=== Task brief ===
Extract exactly the range of lines bounded by the line containing "pin: the shadow" and the final line of the listing, both ends included, and no other lines.

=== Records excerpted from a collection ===
↓

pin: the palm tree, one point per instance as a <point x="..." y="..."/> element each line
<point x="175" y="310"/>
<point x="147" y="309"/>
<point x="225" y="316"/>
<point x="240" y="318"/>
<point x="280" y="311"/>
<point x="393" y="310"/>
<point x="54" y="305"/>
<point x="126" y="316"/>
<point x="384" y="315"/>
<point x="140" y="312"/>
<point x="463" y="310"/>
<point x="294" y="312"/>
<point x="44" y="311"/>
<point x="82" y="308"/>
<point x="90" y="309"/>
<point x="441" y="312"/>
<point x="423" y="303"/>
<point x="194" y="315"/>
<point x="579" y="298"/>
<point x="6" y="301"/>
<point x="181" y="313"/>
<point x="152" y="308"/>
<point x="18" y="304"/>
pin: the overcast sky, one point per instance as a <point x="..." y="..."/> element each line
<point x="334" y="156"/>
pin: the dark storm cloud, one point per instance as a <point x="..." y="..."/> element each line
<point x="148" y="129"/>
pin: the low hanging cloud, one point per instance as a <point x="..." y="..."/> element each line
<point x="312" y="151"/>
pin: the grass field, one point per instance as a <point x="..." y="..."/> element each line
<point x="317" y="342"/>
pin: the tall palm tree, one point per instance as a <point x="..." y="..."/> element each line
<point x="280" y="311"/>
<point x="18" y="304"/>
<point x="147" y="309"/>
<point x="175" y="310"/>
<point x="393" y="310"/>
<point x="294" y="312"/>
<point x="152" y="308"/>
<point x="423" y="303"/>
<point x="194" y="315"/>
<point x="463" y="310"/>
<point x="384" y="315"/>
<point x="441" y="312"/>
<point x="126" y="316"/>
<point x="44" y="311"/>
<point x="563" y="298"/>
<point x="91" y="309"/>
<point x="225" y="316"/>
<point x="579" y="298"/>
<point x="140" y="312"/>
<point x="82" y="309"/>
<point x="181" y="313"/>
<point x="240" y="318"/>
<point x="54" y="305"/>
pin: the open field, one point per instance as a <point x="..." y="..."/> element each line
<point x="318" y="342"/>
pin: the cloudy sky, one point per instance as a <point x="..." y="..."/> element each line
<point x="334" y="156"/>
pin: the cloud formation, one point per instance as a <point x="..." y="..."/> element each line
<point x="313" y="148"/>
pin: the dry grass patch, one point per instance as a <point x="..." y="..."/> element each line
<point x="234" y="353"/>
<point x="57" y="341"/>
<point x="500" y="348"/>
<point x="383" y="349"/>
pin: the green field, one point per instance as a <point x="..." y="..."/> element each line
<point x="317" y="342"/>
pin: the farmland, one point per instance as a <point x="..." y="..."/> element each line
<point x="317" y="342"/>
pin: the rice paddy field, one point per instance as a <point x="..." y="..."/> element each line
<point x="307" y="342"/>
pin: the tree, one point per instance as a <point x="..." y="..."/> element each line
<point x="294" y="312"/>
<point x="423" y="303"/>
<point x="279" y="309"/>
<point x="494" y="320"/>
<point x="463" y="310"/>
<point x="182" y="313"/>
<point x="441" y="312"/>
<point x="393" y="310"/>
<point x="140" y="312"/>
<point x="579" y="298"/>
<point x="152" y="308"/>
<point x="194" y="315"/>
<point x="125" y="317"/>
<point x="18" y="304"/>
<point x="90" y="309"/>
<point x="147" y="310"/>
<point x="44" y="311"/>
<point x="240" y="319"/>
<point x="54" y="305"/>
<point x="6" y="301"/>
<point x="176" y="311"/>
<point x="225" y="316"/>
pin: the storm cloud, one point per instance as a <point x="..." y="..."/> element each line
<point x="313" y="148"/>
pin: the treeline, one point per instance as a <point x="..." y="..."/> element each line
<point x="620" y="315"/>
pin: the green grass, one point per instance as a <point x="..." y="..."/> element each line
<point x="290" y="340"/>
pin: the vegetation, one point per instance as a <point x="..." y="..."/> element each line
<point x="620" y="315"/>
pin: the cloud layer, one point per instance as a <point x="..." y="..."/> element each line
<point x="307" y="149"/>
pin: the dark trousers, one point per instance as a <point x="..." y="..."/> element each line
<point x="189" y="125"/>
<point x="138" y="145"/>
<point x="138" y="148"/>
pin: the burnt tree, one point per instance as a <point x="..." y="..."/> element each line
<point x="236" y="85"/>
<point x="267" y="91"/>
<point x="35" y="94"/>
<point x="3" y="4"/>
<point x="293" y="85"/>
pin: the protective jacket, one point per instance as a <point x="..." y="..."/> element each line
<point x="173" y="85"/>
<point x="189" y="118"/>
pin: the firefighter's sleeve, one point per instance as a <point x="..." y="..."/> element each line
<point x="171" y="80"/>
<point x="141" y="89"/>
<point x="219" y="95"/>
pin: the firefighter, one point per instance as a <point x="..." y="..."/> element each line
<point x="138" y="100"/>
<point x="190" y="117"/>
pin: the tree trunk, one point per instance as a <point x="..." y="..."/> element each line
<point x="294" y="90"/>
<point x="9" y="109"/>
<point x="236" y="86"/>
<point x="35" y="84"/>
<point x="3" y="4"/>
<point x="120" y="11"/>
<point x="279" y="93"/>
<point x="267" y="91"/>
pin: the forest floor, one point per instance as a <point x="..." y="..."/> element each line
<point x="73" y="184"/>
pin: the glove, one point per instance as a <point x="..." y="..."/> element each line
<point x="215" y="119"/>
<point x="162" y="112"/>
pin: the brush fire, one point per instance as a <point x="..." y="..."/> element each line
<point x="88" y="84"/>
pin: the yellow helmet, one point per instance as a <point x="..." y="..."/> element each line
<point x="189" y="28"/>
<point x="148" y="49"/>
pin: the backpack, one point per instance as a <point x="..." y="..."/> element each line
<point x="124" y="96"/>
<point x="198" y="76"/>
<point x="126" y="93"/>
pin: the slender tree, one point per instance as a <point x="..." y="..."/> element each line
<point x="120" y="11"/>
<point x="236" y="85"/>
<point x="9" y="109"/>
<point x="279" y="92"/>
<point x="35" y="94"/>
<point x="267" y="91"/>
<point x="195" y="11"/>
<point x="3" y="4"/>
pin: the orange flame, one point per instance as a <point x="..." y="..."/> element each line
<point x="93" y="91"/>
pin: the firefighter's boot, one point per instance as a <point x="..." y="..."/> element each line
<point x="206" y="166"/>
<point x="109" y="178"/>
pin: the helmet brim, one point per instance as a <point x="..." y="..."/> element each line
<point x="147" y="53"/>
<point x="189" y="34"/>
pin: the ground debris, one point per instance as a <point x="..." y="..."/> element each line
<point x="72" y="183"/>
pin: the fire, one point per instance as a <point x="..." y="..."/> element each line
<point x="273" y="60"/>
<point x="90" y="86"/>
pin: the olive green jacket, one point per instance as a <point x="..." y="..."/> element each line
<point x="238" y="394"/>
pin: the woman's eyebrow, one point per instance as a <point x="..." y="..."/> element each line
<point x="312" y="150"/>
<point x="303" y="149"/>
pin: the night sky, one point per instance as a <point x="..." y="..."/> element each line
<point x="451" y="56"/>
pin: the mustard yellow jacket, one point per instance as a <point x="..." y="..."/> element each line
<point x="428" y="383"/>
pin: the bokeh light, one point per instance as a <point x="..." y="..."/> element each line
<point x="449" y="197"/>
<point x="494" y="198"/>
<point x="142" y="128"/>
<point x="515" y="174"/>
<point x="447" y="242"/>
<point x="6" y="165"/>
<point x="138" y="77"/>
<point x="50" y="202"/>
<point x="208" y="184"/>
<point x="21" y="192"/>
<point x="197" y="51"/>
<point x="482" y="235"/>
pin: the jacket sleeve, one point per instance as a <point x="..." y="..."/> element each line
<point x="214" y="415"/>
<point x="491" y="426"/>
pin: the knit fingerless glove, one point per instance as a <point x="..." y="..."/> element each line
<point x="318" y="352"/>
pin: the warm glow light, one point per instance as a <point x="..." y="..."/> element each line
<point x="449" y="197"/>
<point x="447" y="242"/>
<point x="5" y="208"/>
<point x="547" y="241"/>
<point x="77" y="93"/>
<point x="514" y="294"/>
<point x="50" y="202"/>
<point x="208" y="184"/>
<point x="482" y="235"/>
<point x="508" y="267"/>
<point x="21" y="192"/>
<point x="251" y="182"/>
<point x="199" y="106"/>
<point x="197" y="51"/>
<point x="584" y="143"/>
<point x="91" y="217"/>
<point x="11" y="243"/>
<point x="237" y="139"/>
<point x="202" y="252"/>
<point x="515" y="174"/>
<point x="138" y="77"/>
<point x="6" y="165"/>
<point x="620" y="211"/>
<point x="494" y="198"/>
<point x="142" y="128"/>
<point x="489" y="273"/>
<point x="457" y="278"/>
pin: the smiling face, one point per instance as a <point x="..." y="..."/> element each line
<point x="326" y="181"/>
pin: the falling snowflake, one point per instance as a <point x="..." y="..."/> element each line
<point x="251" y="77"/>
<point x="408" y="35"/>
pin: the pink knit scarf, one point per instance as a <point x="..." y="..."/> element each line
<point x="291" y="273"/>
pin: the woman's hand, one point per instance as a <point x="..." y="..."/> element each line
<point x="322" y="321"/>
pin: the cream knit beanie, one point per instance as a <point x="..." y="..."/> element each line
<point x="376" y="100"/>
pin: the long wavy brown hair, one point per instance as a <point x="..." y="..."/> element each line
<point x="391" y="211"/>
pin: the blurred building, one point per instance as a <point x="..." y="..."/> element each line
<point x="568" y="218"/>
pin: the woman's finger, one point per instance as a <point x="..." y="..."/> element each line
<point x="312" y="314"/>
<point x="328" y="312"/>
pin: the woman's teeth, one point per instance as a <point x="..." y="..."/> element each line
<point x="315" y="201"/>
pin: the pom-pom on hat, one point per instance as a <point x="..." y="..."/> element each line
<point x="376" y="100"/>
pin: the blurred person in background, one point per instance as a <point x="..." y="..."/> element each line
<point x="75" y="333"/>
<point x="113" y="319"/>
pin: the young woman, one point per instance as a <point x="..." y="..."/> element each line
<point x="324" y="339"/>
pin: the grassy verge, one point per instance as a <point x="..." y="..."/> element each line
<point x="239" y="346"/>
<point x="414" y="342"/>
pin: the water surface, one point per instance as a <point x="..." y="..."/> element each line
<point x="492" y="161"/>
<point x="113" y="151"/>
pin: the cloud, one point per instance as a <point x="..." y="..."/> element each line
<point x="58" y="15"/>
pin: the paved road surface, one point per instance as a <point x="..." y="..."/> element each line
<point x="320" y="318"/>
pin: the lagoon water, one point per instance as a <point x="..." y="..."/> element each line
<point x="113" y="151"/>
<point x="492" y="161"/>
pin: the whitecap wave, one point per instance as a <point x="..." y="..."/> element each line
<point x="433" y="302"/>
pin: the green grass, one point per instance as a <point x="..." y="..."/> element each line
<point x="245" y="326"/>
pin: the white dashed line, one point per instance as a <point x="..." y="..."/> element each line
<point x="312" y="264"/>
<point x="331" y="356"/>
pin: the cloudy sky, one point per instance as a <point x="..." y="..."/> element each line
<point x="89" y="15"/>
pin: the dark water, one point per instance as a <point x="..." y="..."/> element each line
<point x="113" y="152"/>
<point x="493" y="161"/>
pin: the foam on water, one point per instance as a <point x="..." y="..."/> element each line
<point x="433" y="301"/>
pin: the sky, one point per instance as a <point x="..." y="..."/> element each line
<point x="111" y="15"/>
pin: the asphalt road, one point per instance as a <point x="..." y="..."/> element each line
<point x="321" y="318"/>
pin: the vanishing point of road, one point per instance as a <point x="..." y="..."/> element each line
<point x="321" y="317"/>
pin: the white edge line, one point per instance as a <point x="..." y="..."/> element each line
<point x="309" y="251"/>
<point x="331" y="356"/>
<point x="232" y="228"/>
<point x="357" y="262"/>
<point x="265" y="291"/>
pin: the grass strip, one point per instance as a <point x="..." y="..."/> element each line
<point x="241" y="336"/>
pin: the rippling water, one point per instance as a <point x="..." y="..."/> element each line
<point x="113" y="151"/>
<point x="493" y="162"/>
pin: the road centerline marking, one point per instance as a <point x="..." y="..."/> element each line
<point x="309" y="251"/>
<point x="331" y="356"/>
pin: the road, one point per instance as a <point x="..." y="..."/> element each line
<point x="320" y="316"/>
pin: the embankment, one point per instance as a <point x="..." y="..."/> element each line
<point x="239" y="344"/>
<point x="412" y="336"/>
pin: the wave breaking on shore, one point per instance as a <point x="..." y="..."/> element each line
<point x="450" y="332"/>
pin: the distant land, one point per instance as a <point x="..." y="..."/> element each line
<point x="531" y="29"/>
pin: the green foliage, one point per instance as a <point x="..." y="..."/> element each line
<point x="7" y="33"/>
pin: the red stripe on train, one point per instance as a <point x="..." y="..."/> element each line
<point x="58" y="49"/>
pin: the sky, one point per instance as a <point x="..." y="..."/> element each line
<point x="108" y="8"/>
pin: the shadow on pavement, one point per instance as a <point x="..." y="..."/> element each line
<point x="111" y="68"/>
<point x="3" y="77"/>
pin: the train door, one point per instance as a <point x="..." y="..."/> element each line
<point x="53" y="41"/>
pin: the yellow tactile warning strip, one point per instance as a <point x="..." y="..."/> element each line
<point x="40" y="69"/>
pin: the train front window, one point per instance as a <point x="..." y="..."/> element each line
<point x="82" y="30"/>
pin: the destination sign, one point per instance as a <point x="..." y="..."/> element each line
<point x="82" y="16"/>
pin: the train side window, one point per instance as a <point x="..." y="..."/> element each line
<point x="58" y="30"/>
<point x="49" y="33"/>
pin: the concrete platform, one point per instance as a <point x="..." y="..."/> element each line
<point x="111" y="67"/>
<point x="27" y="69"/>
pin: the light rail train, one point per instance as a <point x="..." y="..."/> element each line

↑

=== Result of this exercise ===
pin: the shadow on pavement, one point per instance as a <point x="..." y="..."/> element each line
<point x="111" y="68"/>
<point x="3" y="77"/>
pin: the train door, one point per instance as a <point x="..." y="..."/> element each line
<point x="53" y="41"/>
pin: the yellow tactile warning strip, one point per instance as a <point x="..." y="..."/> element each line
<point x="40" y="69"/>
pin: the train front window, one point per instance as a <point x="..." y="..."/> element each line
<point x="82" y="30"/>
pin: the destination sign, one point per instance as a <point x="..." y="..."/> element each line
<point x="82" y="16"/>
pin: the train side window, one point per instance as a <point x="..." y="..."/> element each line
<point x="58" y="30"/>
<point x="49" y="33"/>
pin: the concrete platform, one point per instance as a <point x="..." y="..."/> element each line
<point x="111" y="67"/>
<point x="27" y="69"/>
pin: the light rail train, one point per instance as a <point x="..." y="..."/> element each line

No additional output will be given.